§ **Given exercise A**
Retype the TaskMon passage below in full, reproducing it word for word.

§ **Source text**
***

When TaskMon receives its first status message from another node, it populates its subsystem table with that node's information. Future status messages update the entry. When a node's state changes, TaskMon broadcast a Windows message giving the old and new state of the node. Service and provider advertisements populate the service and provider tables.

Once TaskMon receives a status message from a node, TaskMon requires that they all three continue to be received within a time limit. If they are not, TaskMon marks the node as lost, removes all services and providers by that node from their tables, and broadcast appropriate Windows messages. When a node is has been out of communication long enough, it reverts to the state of expired. After an even longer time, it reverts to the state of unknown.

***

§ **Given exercise B**
From the point labeling rows below, echo the lines starting with the line that contains "of the exhaust" and going on through the line that contains "column 93, row 63", including both of those lines.

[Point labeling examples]

***

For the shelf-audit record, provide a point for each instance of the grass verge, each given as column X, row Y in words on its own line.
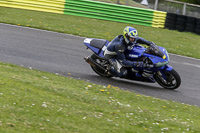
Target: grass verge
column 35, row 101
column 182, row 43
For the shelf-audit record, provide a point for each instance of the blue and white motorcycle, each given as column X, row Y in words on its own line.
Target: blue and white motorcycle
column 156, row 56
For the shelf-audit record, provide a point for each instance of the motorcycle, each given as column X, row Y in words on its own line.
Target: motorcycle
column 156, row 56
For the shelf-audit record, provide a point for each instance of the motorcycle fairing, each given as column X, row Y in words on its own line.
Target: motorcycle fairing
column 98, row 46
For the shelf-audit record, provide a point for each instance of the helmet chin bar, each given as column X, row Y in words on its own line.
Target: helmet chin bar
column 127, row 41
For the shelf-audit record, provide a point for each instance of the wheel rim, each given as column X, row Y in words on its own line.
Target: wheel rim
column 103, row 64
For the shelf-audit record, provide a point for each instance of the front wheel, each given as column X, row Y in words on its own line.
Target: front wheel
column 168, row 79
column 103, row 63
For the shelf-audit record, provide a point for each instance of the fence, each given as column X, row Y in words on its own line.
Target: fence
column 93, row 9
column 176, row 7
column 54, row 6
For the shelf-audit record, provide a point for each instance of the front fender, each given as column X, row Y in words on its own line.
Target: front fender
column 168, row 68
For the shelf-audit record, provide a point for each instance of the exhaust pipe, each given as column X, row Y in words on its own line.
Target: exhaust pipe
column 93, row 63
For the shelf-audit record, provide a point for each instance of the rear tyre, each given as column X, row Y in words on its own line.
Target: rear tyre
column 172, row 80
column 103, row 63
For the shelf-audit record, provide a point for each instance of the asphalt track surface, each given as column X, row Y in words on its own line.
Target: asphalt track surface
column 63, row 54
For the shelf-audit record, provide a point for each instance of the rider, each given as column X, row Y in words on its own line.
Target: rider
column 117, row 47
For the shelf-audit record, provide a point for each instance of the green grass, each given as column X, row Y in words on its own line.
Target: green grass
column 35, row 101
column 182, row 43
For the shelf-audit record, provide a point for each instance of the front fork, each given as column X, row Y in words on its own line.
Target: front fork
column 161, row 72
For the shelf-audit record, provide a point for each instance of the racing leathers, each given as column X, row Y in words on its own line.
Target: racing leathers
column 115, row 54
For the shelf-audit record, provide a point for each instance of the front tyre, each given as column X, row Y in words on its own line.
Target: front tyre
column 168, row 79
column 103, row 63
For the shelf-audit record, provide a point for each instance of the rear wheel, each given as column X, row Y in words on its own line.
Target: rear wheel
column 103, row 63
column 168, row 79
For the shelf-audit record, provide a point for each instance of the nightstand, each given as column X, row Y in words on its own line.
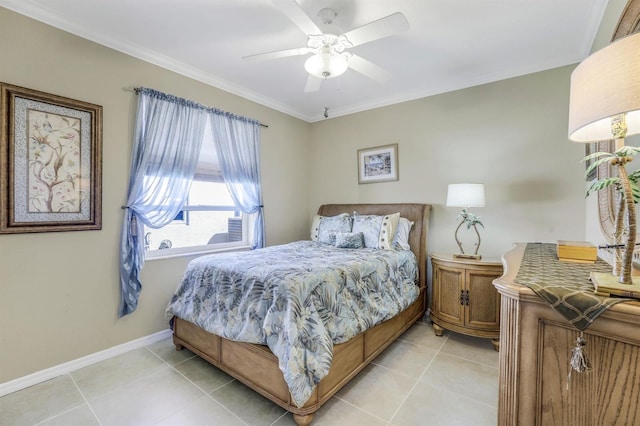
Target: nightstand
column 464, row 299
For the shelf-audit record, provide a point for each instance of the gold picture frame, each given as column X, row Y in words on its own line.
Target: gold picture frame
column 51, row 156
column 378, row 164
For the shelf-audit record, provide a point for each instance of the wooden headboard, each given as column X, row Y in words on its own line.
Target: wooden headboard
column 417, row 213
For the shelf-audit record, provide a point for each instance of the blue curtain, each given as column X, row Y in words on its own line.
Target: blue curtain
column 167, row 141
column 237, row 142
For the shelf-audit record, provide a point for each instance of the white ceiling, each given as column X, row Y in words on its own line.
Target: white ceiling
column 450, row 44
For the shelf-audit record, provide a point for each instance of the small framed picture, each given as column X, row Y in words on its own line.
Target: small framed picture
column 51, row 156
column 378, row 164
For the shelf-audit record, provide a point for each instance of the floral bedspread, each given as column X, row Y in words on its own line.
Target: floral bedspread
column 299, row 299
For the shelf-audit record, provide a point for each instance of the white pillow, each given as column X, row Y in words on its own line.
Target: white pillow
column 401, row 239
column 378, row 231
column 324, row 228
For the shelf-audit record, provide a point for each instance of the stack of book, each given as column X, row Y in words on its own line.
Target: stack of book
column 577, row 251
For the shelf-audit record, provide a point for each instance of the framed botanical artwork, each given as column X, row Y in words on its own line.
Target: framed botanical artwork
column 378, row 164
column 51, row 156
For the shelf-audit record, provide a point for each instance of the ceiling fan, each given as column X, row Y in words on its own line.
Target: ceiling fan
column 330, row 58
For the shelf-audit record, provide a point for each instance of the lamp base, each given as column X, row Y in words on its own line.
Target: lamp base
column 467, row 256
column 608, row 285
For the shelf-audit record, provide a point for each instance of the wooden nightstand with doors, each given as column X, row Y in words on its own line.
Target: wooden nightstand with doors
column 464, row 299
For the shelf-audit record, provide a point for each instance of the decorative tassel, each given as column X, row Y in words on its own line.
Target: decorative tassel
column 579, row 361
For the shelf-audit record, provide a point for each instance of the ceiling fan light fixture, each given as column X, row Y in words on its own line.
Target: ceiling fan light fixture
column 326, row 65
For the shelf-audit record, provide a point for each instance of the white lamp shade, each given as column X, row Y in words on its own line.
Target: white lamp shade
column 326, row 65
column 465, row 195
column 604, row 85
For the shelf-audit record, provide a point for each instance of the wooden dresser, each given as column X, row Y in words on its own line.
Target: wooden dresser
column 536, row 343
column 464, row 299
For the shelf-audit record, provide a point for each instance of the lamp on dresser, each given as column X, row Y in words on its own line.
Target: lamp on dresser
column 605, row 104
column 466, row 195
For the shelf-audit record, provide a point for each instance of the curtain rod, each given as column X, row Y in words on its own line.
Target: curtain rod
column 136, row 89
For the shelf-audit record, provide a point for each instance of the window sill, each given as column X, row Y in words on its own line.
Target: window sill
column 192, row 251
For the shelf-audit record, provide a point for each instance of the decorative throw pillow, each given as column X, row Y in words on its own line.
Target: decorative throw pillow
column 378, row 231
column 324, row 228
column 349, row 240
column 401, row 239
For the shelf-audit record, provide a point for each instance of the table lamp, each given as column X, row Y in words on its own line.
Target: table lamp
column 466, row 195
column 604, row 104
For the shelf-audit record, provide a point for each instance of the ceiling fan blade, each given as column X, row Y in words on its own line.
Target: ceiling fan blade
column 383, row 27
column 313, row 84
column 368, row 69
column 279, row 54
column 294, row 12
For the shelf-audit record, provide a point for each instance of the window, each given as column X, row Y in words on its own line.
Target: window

***

§ **Task output A**
When TaskMon receives its first status message from another node, it populates its subsystem table with that node's information. Future status messages update the entry. When a node's state changes, TaskMon broadcast a Windows message giving the old and new state of the node. Service and provider advertisements populate the service and provider tables.

Once TaskMon receives a status message from a node, TaskMon requires that they all three continue to be received within a time limit. If they are not, TaskMon marks the node as lost, removes all services and providers by that node from their tables, and broadcast appropriate Windows messages. When a node is has been out of communication long enough, it reverts to the state of expired. After an even longer time, it reverts to the state of unknown.

§ **Task output B**
For the shelf-audit record, provide a point for each instance of the exhaust pipe, each given as column X, row Y in words on its own line.
Target: exhaust pipe
column 93, row 63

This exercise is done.